• [Work to do]: Write out exactly, with no other output, the lines below from the one that contains "Mark each instance of the woman's face" through the end.

• [Records from a data source]:

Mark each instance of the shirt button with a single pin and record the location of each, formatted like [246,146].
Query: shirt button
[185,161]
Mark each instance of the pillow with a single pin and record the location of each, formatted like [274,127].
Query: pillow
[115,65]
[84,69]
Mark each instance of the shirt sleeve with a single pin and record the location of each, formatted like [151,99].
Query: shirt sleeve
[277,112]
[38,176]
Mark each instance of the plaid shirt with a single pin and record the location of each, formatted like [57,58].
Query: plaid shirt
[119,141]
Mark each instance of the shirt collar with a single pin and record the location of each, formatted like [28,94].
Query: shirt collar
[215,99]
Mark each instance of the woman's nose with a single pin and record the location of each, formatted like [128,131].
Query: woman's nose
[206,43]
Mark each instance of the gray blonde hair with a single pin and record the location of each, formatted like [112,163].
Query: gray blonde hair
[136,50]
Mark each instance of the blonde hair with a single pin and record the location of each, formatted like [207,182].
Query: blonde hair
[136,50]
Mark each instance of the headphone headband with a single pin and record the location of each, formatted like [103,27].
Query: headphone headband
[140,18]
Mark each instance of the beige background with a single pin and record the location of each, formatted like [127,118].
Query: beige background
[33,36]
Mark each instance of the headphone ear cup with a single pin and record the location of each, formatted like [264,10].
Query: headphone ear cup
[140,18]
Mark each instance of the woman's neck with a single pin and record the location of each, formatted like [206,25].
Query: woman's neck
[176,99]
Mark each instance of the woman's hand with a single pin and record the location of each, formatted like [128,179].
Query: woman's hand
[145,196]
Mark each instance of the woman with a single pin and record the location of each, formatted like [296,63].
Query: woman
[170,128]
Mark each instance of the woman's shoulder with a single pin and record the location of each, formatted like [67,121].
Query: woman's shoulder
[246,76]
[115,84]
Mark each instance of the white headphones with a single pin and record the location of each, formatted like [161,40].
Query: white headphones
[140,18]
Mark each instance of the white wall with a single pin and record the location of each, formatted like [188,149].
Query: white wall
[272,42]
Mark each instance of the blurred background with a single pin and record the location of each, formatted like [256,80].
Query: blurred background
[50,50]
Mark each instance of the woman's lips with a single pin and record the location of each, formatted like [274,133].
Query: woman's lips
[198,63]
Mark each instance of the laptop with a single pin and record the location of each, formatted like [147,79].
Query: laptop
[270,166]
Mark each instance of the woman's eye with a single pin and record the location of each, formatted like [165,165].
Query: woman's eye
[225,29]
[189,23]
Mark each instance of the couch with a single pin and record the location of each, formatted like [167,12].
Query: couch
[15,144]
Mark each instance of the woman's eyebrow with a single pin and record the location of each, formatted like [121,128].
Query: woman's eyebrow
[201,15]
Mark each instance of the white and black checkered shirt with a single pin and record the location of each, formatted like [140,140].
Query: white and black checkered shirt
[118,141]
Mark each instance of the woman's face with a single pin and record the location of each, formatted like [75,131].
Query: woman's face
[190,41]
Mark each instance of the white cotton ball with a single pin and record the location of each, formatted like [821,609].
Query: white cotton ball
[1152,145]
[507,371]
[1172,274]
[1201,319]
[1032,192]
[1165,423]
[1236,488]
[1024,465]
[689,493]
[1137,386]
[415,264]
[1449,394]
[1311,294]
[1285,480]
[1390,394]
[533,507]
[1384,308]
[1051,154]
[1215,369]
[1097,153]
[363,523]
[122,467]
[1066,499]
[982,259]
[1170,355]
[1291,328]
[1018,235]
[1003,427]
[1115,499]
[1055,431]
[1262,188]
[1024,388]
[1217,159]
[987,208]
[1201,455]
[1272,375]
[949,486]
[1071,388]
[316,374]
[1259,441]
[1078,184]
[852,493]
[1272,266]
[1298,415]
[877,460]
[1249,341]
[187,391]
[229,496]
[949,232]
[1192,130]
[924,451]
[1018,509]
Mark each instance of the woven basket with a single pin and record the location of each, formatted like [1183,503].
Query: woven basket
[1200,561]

• [Exercise response]:
Mark each instance of the woman's face with a single pin and record the location of each, formatted like [75,131].
Query: woman's face
[190,41]
Mark each instance of the white cotton ball with a single pin and record the location of each, formatted like [821,609].
Query: white cotton ball
[1152,145]
[507,371]
[1172,274]
[1201,319]
[1032,192]
[1165,423]
[1236,488]
[1024,465]
[689,493]
[1137,386]
[415,264]
[1449,394]
[1311,294]
[1285,480]
[1390,394]
[533,507]
[1384,308]
[1051,154]
[1215,369]
[1097,153]
[363,523]
[122,467]
[1066,499]
[982,259]
[1170,355]
[1291,328]
[1018,235]
[1003,427]
[1115,499]
[1055,431]
[1262,188]
[1024,388]
[1217,159]
[987,208]
[1201,455]
[1272,375]
[949,486]
[1071,388]
[316,374]
[1259,441]
[1078,184]
[852,493]
[1272,266]
[1298,415]
[877,460]
[1249,341]
[187,391]
[229,496]
[949,232]
[1192,130]
[924,451]
[1018,509]
Mark each instance of the woven basket with a single pin and record the location of each, formatted like [1183,503].
Query: woven basket
[1200,561]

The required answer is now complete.